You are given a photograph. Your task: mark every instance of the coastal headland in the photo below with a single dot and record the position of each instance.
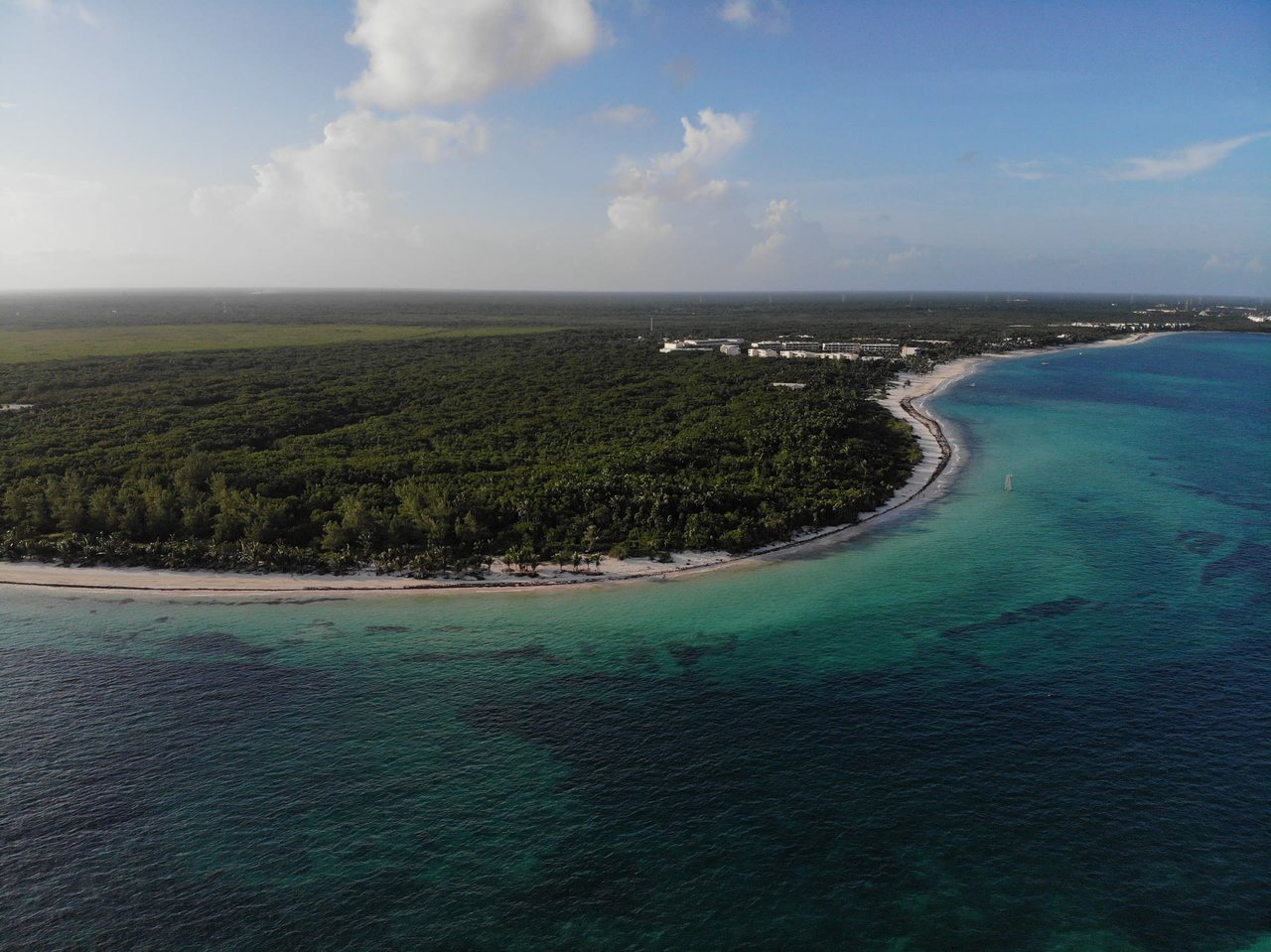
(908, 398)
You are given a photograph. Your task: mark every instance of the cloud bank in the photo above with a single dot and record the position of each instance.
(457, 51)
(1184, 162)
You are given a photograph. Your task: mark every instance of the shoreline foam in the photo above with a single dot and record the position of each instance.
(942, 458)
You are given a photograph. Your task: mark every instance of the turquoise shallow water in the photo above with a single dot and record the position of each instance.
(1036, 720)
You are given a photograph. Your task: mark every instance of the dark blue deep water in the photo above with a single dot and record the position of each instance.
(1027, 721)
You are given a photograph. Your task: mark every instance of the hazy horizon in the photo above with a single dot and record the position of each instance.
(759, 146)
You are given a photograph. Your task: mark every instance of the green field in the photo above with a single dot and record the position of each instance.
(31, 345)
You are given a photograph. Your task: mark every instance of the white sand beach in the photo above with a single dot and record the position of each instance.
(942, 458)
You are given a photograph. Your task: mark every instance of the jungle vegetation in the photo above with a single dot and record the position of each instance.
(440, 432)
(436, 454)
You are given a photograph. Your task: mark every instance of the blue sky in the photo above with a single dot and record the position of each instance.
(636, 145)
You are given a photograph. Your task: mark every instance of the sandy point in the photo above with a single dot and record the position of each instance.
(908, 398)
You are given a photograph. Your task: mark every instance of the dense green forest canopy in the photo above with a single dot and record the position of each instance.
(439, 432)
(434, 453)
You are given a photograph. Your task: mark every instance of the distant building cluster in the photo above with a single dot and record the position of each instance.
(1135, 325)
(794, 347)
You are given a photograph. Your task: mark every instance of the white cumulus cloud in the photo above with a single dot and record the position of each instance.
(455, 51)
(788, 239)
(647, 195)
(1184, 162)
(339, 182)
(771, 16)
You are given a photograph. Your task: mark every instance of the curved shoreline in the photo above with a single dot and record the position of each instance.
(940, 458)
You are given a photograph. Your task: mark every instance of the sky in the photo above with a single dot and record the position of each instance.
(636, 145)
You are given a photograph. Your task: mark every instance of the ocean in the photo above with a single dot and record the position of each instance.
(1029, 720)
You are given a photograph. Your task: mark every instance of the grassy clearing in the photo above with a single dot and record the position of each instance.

---

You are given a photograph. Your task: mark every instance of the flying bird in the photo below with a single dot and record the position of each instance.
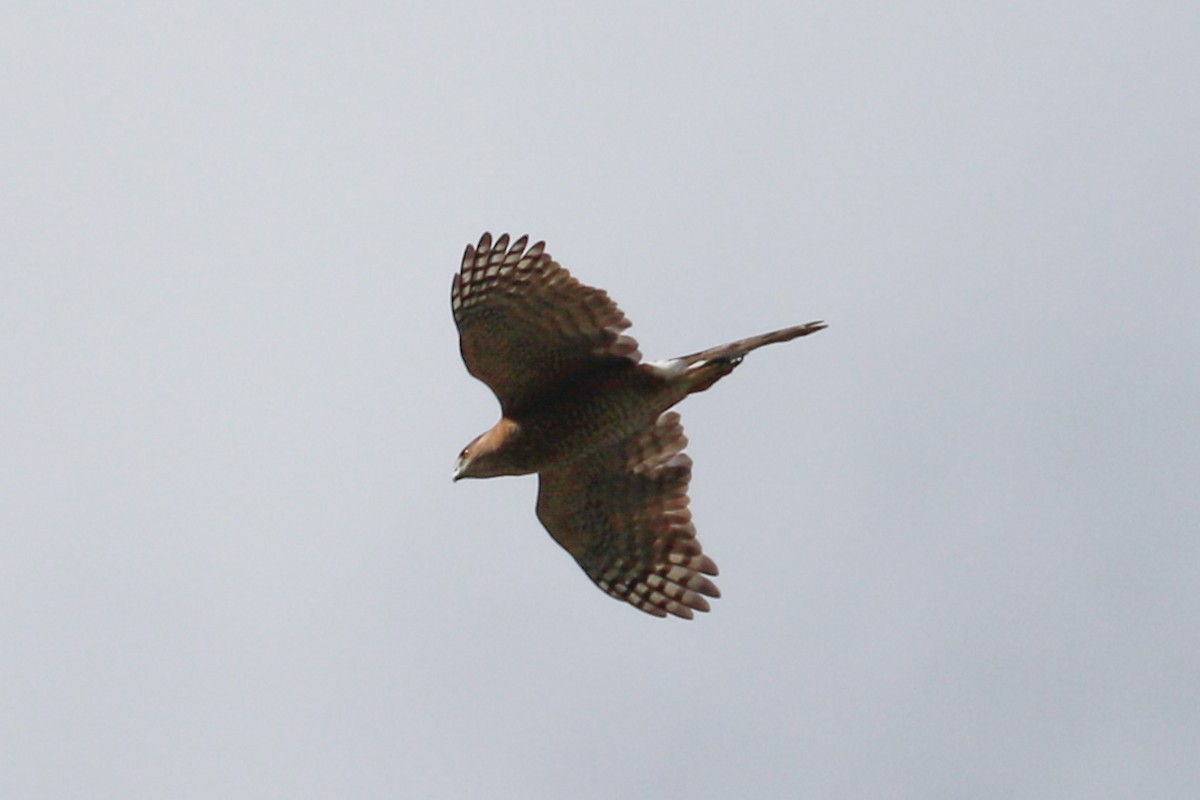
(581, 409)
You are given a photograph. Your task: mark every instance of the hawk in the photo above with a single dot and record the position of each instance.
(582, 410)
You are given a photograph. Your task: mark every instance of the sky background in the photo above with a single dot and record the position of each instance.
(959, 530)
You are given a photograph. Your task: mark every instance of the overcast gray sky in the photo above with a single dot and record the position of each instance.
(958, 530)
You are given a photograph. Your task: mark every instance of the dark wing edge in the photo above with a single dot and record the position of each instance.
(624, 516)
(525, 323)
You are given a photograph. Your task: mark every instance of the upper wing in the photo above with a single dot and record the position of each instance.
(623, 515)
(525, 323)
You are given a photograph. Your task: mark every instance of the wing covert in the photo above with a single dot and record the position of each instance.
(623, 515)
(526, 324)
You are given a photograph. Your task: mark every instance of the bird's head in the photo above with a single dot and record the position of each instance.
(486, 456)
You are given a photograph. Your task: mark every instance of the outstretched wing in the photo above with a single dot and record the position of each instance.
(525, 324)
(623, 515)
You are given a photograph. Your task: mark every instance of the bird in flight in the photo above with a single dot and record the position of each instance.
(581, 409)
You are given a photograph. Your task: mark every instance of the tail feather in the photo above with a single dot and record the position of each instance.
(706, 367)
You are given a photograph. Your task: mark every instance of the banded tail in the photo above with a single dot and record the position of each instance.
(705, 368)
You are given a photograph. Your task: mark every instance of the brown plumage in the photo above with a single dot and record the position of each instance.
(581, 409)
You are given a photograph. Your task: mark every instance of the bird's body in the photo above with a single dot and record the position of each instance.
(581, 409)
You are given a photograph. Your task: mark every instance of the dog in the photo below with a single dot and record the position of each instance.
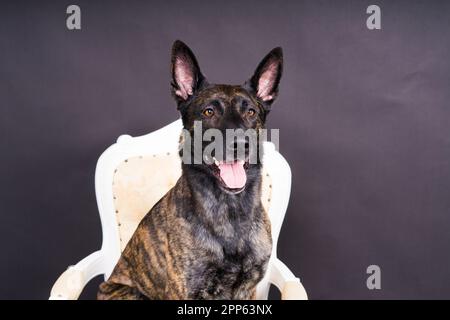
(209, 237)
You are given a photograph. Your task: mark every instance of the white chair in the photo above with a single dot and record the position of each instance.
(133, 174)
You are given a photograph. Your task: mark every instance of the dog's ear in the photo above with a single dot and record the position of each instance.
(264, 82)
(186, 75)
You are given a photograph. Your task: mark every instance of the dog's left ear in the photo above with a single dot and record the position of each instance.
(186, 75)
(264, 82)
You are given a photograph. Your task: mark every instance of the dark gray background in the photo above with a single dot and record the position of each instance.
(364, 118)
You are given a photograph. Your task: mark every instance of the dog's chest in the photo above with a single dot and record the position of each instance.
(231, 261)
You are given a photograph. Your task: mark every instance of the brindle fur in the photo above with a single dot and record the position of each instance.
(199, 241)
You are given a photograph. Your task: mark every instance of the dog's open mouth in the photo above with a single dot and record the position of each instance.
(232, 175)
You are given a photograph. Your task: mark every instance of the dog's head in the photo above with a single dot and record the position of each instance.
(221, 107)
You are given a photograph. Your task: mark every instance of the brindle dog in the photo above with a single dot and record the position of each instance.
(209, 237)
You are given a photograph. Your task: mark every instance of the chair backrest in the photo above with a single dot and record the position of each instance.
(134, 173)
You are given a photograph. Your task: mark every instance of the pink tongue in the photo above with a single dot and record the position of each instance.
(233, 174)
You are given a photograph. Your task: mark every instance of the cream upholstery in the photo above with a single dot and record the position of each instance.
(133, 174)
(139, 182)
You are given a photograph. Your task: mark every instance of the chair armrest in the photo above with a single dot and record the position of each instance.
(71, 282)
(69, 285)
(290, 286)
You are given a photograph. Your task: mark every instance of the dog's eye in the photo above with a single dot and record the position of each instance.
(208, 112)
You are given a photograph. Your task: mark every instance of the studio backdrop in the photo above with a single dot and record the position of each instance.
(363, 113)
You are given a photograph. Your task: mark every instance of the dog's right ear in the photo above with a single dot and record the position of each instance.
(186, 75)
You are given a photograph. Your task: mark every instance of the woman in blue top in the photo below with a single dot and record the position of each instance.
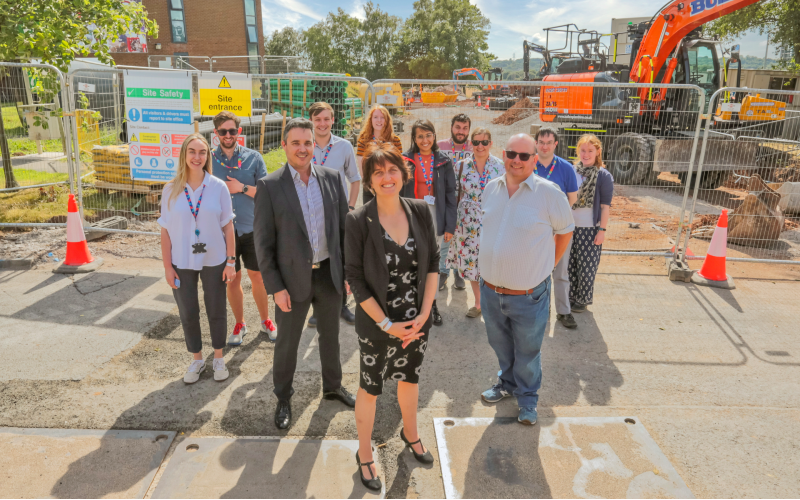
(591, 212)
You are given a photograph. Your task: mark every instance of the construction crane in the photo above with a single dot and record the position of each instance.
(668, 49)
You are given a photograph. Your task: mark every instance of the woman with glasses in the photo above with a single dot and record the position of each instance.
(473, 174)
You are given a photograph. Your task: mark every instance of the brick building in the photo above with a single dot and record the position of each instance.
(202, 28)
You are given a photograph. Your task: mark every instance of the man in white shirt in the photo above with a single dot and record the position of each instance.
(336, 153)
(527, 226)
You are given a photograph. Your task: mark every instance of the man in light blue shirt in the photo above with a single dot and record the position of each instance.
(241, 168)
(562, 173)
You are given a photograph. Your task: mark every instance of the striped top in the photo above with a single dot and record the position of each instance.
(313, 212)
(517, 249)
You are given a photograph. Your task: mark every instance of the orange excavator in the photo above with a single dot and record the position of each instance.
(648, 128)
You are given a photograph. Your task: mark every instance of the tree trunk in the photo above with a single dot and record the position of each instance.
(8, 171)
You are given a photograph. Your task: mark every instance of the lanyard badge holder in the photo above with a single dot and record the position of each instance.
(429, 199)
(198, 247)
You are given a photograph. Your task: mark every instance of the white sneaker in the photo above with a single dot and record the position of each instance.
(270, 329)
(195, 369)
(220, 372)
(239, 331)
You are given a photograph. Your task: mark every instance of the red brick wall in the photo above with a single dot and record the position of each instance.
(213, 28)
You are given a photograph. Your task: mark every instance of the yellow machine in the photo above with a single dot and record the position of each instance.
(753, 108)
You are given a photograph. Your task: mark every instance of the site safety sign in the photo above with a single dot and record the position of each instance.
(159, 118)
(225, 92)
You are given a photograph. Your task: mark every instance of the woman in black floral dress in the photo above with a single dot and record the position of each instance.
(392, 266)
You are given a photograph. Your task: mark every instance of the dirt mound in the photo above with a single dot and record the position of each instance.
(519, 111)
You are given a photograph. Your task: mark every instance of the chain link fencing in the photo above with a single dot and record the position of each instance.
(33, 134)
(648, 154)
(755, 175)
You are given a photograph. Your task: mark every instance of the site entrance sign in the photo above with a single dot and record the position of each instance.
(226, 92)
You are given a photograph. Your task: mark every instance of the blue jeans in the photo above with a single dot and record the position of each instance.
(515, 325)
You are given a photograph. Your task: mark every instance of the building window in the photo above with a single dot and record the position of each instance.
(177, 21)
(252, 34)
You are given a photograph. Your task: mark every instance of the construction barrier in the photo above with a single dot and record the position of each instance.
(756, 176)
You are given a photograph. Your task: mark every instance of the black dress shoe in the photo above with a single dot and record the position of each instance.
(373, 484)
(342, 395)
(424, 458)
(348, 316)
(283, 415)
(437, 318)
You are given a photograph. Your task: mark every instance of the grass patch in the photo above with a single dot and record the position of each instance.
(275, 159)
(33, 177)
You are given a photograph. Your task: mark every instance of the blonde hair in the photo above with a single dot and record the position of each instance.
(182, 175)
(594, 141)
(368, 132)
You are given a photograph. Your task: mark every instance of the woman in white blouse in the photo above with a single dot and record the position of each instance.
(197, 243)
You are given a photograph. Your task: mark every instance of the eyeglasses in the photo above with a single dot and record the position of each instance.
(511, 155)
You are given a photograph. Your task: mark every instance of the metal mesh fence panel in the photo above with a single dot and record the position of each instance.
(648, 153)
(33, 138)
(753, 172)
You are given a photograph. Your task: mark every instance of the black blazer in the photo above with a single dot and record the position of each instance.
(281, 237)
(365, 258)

## Exercise requirements
Please pick out each line of the items above that contains the word "body", and copy those lines.

## Full output
You are given a photograph. Your task: mark every instance of the bird's body in the photo above with a single dot and record the position of each instance.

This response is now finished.